___ Raw records

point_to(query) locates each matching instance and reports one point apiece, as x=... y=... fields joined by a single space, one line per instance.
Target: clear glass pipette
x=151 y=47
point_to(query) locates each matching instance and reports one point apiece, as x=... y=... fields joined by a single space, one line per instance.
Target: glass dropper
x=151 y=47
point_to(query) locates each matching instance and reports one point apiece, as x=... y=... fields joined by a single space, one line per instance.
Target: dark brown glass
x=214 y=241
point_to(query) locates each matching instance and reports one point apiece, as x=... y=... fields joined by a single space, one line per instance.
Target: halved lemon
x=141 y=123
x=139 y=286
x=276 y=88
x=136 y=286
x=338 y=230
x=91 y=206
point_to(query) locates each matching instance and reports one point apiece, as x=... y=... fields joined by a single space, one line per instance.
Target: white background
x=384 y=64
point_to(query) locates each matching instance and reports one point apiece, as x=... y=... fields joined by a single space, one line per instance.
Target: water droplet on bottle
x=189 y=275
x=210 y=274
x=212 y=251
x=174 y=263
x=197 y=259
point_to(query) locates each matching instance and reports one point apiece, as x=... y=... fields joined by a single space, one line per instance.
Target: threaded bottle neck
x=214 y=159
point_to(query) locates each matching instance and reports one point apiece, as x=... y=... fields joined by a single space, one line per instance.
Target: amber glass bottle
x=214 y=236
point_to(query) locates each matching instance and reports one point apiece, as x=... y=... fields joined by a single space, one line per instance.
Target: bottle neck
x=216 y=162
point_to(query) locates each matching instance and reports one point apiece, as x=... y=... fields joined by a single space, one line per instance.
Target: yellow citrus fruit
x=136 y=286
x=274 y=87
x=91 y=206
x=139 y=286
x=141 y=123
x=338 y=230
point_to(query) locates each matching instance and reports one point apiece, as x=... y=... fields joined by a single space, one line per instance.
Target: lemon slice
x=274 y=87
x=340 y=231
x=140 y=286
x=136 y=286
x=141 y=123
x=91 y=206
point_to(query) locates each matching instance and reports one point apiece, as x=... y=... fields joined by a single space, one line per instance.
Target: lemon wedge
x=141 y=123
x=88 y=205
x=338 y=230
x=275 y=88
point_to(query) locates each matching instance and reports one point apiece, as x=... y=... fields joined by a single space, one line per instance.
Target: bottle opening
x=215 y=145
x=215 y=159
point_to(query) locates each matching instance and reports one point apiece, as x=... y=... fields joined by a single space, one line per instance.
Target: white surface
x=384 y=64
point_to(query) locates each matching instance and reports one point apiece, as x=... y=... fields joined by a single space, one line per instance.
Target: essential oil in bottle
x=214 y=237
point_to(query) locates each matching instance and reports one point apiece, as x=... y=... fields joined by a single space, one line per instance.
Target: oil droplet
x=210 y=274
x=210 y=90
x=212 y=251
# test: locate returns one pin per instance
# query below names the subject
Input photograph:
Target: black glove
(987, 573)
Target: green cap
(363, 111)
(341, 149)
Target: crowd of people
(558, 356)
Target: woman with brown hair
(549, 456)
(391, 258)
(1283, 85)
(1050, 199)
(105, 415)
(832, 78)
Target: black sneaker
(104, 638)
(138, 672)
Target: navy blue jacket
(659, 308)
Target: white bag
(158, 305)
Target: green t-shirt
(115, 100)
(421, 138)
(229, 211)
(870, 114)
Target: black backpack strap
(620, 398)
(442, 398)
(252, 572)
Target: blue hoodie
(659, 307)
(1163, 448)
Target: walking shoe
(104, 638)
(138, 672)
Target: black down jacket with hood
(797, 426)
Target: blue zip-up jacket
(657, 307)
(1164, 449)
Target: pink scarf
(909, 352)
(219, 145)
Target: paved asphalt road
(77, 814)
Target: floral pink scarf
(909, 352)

______

▶ **Task instructions**:
Starting at the line that has "Target: navy blue jacket" and going through the last line, rename "scarf" to "shawl". Return only those lines, with nothing else changed.

▶ **Solved exercise**:
Target: navy blue jacket
(659, 308)
Target: white bag
(158, 305)
Target: green t-shirt
(115, 100)
(421, 138)
(229, 211)
(870, 114)
Target: black backpack strap
(620, 398)
(442, 398)
(252, 572)
Target: blue hoodie
(659, 307)
(1163, 448)
Target: walking shoe
(104, 638)
(138, 672)
Target: black down jacket with hood
(797, 426)
Target: blue zip-up jacket
(657, 307)
(1164, 449)
Target: pink shawl
(909, 352)
(219, 145)
Target: paved asphalt road
(77, 814)
Target: floral pink shawl
(909, 352)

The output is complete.